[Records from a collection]

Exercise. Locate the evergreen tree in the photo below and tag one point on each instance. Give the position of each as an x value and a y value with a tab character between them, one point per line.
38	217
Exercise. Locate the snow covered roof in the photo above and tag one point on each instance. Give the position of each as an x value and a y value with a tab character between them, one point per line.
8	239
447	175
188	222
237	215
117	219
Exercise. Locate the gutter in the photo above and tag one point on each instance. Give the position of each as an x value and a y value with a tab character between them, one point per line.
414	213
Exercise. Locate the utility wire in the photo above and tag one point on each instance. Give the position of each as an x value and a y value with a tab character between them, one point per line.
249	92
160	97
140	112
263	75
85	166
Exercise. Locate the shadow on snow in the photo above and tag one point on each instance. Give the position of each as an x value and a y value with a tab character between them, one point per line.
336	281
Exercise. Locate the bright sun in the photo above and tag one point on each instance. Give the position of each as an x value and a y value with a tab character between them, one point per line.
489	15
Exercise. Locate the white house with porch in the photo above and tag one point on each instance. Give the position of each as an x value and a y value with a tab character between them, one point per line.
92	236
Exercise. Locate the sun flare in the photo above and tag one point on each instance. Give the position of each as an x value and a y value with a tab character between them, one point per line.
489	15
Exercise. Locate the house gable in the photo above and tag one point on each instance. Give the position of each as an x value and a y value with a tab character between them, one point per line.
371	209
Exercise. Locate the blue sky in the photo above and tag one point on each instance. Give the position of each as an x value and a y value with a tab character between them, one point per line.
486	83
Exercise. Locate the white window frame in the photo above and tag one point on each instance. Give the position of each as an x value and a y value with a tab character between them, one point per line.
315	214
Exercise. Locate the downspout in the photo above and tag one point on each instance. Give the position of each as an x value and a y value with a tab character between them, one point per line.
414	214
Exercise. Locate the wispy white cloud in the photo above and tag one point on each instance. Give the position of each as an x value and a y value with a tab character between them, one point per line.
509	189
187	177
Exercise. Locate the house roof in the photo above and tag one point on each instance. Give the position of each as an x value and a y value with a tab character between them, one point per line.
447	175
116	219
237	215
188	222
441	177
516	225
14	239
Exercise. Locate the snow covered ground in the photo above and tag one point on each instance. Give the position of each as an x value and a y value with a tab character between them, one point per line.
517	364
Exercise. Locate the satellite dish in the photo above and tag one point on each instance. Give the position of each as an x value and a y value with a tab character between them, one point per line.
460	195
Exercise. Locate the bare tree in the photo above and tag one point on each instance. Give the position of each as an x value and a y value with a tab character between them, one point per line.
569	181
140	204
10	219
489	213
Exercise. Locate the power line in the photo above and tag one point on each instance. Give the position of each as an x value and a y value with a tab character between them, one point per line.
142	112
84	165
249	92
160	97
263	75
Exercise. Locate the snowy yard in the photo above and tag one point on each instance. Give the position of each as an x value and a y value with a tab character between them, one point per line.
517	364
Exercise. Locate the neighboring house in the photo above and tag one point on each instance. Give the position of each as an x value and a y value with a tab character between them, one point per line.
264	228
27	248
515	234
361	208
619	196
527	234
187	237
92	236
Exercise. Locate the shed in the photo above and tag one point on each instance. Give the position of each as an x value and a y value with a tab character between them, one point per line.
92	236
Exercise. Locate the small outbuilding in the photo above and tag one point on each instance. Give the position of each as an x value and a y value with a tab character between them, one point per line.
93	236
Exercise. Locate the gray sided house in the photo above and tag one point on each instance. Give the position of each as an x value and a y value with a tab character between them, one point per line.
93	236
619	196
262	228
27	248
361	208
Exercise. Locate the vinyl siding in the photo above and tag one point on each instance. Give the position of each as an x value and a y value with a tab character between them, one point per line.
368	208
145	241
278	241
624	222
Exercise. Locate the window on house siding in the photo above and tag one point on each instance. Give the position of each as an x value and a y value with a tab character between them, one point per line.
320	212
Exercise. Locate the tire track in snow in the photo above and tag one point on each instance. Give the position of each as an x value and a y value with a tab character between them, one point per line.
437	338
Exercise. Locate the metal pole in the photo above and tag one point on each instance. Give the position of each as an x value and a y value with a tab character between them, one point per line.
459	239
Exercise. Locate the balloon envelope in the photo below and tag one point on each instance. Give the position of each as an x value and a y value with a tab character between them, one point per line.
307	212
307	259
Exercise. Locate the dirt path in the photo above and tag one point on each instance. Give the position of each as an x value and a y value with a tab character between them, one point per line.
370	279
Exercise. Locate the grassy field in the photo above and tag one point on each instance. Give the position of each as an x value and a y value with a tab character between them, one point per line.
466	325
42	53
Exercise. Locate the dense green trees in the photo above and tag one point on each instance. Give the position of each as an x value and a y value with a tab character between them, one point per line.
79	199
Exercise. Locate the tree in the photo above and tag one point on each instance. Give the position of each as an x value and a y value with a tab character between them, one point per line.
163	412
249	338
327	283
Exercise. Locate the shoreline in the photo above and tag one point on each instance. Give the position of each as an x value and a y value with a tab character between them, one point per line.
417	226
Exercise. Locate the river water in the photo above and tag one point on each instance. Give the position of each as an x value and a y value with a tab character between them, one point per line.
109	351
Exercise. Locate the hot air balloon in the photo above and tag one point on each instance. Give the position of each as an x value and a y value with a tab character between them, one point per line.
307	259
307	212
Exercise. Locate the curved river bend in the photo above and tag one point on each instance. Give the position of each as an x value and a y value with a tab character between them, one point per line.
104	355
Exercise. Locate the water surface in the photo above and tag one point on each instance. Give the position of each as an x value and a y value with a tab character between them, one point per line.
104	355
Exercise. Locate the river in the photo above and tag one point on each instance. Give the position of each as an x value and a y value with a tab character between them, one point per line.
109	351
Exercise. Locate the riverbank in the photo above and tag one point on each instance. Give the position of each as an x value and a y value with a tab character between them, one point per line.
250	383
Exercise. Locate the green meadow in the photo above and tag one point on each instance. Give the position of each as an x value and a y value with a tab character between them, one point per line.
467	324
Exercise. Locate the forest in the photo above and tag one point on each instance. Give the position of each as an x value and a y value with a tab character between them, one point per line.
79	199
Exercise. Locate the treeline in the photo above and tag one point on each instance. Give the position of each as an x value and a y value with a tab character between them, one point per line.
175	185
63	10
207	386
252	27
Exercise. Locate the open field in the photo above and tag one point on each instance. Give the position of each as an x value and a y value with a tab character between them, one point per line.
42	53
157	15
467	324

# What is required
Render the part of the material from the line containing "Exercise. Locate the river water" through the end as a JSON list of strings, one string per line, skipping blank lines.

# Finished answer
[
  "Exercise. Locate the river water in the photo above and tag one point on each instance. Give the position of each as an x value and a y value with a tab character between them, one point per line.",
  "109\t351",
  "Exercise. Locate the hot air balloon in the photo above and tag one point on each instance. Give the position of each as an x value and a y value with a tab character between them, one point per line.",
  "307\t259",
  "307\t212",
  "Exercise. Locate the curved river bend in the photo above and tag one point on each instance. Give the position of each as an x value and a y value with a tab character between them, one point per line.",
  "104\t355",
  "Exercise. Locate the water surface in the photo above and tag one point on each instance. Give the position of each as an x value and a y value with a tab character between them, one point per line.",
  "104\t355",
  "Exercise. Locate the river in the photo above and tag one point on each instance. Give the position of each as an x value and a y value with a tab character between them, one point per line.",
  "109\t351",
  "Exercise. Locate the riverbank in the photo above and tag one point on each instance. Give the position of each as an x value and a y value with a tab character between them, one point per line.",
  "250\t383",
  "Exercise. Locate the green meadow in the photo above and tag one point on each instance. Give the position of each as an x value and a y value with a tab character between them, one point per line.",
  "467\t324",
  "Exercise. Locate the forest in the photo above and tag one point on each instance. Give the position of each as an x value and a y value with a tab character between them, one point per line.",
  "79\t199",
  "Exercise. Locate the treeline in the photo above and tag one point on each instance. Give the position of each as an x value and a y value with a tab character between them, one point per line.",
  "175\t185",
  "63\t10",
  "207\t386",
  "252\t27",
  "Exercise. Locate the open field in the photo above and tag one point on each instance. Give the position of each as an x value and a y value with a tab character between them, one point per line.",
  "42\t53",
  "157\t15",
  "467\t324"
]